→ **Work item**
For the records that follow, please set down exactly the lines between the one holding "pixel 84 564." and the one holding "pixel 381 128.", inclusive, and only those.

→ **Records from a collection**

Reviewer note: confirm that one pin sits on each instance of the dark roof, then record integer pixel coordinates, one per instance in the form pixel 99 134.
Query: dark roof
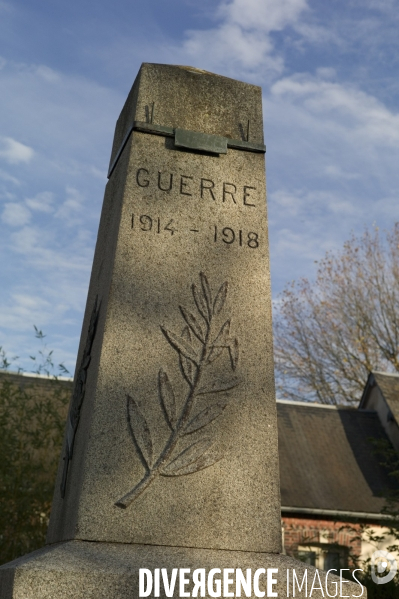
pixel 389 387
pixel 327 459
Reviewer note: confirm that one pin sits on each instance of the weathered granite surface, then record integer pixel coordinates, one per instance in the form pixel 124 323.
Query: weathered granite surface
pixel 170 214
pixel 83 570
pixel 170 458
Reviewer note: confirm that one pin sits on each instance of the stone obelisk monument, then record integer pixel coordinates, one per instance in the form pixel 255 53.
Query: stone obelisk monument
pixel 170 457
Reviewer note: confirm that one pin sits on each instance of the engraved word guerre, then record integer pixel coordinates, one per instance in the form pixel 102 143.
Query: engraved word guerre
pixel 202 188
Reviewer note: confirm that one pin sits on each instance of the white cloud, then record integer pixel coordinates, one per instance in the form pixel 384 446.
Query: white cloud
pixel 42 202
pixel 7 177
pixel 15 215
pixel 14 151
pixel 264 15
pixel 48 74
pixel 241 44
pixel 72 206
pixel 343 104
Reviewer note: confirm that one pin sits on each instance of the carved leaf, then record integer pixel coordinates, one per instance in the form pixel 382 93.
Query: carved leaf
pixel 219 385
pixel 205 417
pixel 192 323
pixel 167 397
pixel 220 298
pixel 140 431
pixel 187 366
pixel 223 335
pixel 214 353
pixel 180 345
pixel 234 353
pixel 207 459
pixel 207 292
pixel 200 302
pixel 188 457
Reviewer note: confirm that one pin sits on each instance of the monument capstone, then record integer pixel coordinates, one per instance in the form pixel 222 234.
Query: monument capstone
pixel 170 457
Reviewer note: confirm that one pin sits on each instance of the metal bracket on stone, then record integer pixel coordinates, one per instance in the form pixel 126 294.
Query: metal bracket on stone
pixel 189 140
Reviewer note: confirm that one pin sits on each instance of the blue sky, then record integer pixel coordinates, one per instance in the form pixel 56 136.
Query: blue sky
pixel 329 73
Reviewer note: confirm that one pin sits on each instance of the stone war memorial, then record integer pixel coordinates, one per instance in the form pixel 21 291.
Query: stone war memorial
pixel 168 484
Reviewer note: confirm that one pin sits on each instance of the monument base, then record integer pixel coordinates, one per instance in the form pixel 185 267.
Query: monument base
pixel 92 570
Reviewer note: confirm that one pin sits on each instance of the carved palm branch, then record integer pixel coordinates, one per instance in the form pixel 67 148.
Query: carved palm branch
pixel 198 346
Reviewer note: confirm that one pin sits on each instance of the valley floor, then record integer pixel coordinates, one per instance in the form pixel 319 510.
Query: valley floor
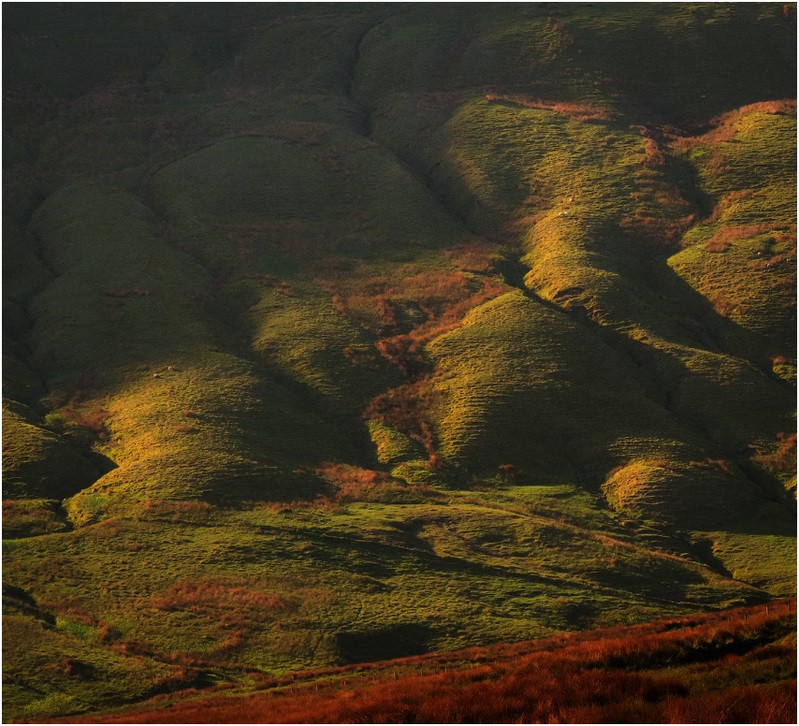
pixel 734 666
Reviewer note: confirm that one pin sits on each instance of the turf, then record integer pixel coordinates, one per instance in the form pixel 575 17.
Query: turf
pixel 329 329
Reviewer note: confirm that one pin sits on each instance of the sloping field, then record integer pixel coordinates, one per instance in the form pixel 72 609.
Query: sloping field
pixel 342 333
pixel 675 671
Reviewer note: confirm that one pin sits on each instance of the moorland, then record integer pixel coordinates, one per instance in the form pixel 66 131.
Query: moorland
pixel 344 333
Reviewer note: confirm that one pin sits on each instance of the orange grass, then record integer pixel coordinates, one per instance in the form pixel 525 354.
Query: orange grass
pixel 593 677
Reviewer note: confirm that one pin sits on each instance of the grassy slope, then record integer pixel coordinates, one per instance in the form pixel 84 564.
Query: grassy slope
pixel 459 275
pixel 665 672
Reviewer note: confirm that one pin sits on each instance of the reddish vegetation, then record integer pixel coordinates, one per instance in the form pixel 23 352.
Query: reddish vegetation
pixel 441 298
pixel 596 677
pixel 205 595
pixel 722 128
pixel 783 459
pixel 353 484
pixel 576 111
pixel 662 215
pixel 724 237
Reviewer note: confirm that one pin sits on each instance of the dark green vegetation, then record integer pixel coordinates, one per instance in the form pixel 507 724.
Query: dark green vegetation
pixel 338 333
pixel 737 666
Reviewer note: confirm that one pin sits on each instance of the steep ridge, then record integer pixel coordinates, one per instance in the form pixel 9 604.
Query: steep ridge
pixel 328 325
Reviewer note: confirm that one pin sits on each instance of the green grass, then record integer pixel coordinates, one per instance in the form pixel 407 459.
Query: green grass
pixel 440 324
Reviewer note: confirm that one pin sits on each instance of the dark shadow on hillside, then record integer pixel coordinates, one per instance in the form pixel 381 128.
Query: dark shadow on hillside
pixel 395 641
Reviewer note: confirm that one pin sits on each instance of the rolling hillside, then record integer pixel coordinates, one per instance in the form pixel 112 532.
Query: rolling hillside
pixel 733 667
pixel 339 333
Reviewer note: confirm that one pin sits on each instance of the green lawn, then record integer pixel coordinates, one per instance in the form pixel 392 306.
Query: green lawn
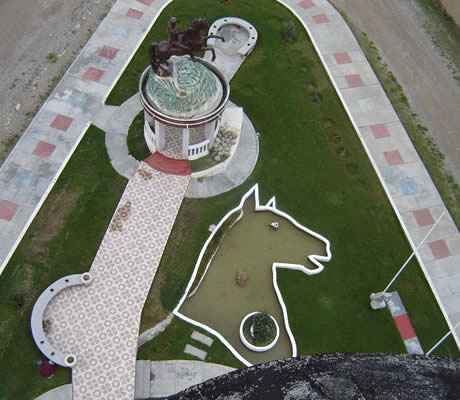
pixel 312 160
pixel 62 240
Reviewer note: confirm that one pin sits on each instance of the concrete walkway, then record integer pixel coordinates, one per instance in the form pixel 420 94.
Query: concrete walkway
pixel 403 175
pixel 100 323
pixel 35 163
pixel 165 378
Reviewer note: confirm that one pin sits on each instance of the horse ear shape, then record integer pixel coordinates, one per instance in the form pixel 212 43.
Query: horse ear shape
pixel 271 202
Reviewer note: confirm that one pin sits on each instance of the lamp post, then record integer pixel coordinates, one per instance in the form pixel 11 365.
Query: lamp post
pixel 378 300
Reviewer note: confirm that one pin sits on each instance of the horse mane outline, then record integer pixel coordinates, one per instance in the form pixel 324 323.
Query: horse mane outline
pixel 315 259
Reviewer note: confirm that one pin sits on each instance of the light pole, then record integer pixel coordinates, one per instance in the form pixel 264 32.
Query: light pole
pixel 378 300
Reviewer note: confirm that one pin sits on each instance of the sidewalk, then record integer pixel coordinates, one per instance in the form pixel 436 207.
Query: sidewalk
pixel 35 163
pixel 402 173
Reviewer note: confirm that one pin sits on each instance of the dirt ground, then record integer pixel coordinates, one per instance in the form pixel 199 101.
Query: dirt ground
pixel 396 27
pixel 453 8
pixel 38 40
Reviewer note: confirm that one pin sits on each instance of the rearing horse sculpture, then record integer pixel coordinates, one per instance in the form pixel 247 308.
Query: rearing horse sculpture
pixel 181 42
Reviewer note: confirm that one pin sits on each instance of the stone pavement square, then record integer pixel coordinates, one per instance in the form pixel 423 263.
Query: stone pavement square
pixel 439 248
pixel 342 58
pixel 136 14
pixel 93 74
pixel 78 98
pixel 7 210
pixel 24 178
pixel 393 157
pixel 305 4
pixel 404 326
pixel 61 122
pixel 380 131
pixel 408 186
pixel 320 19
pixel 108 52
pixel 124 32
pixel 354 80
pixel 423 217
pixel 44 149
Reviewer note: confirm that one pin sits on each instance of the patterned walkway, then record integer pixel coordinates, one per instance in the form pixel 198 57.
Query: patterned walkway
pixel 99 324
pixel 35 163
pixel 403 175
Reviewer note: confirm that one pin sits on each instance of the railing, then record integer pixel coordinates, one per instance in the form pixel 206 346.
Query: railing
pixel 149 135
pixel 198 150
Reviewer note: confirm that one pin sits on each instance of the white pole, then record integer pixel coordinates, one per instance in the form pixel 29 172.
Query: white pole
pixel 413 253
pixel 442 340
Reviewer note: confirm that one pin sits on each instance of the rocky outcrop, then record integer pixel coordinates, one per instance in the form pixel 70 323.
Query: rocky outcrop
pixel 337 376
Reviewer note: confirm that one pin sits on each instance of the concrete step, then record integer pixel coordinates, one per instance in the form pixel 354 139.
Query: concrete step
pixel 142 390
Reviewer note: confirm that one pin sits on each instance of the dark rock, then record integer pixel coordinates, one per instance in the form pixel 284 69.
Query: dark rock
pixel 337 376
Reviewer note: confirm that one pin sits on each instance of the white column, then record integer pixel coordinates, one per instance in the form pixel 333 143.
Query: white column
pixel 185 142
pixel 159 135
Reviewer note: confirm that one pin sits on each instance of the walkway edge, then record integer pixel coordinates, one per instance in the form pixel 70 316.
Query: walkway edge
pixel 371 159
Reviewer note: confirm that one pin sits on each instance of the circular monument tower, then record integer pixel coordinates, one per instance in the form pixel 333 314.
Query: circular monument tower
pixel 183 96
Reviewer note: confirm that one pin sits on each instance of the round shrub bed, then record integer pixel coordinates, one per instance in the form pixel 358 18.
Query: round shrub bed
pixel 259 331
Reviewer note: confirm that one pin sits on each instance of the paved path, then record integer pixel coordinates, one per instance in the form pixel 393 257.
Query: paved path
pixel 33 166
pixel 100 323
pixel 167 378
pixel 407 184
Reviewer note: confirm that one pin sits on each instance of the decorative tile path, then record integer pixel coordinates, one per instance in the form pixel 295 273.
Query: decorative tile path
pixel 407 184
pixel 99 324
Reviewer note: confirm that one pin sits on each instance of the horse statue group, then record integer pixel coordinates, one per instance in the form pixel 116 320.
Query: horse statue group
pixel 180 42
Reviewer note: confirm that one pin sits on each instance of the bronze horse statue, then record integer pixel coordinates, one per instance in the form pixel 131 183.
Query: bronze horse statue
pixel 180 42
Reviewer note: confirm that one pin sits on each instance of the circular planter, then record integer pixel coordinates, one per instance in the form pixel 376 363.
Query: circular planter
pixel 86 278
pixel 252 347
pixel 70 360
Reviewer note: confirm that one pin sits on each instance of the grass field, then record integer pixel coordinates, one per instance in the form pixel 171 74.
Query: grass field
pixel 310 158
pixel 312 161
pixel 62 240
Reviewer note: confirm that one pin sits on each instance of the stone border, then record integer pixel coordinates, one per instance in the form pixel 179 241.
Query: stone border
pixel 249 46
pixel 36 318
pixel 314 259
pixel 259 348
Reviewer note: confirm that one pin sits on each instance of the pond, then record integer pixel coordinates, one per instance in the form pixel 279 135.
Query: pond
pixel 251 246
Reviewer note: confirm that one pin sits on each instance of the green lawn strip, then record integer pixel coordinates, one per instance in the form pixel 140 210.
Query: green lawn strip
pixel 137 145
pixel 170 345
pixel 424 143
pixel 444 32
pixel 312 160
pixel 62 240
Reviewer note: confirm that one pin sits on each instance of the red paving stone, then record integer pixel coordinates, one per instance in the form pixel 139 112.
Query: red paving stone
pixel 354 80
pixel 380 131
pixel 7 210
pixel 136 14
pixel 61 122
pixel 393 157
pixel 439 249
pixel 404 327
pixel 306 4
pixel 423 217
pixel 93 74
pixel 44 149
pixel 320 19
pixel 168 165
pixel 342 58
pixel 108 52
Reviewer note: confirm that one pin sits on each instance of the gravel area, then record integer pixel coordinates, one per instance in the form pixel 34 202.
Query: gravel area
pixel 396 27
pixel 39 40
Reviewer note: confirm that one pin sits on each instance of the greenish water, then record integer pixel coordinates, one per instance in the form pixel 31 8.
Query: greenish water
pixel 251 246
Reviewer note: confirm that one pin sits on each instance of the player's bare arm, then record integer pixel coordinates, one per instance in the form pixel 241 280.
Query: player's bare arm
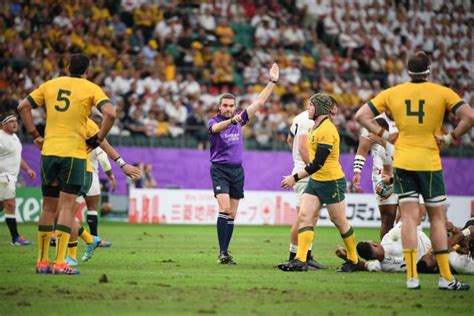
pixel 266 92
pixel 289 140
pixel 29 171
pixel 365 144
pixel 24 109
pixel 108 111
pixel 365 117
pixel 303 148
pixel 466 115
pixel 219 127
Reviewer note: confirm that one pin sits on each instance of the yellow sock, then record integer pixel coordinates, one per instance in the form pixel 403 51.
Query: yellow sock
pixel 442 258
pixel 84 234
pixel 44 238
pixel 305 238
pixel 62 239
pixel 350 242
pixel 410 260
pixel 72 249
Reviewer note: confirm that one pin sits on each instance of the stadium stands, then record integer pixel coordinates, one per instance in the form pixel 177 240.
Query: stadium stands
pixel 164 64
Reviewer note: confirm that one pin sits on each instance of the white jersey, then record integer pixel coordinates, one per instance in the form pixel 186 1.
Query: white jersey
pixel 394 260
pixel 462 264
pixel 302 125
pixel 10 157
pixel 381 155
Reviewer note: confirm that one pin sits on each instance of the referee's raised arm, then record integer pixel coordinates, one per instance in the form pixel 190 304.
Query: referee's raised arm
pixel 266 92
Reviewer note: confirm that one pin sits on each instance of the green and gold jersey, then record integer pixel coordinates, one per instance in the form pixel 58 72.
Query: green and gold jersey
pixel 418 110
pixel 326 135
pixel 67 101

→ **Your solution**
Reviewer note: confirm that one pin sits on each instance of the grassy slope, then record integer pixel coordinates, one per instance in the form pixel 84 564.
Query: grassy slope
pixel 459 275
pixel 665 672
Reviewer note: confirm that one pin sits on each instance of the reddish vegetation, then record integer pixel coordinates, one per instance in the form pixel 23 352.
Query: reddish vegetation
pixel 441 298
pixel 596 677
pixel 205 595
pixel 722 128
pixel 783 459
pixel 353 484
pixel 576 111
pixel 662 215
pixel 724 237
Reviewer note: confirm that one pin sits on each instance of the dark green vegetation, then record integer pixel coordinates, one per instance in the form pixel 507 724.
Query: dark green vegetation
pixel 338 333
pixel 737 666
Reviewer note: confirm that one pin sits on each instance of the steep ridge, then record integer pixel coordinates, one per instance in the form pixel 9 604.
Query: steep ridge
pixel 328 325
Reviewer note: confirm that one pin sits on each instance of the green grass, then record integer pixel coordinates, one per instance in the form pixel 407 459.
Query: green grass
pixel 440 324
Reviewer note: confirm that one pin sits on each instance of the dark shadow on hillside, then record integer pixel coordinates, one per instance in the form pixel 381 128.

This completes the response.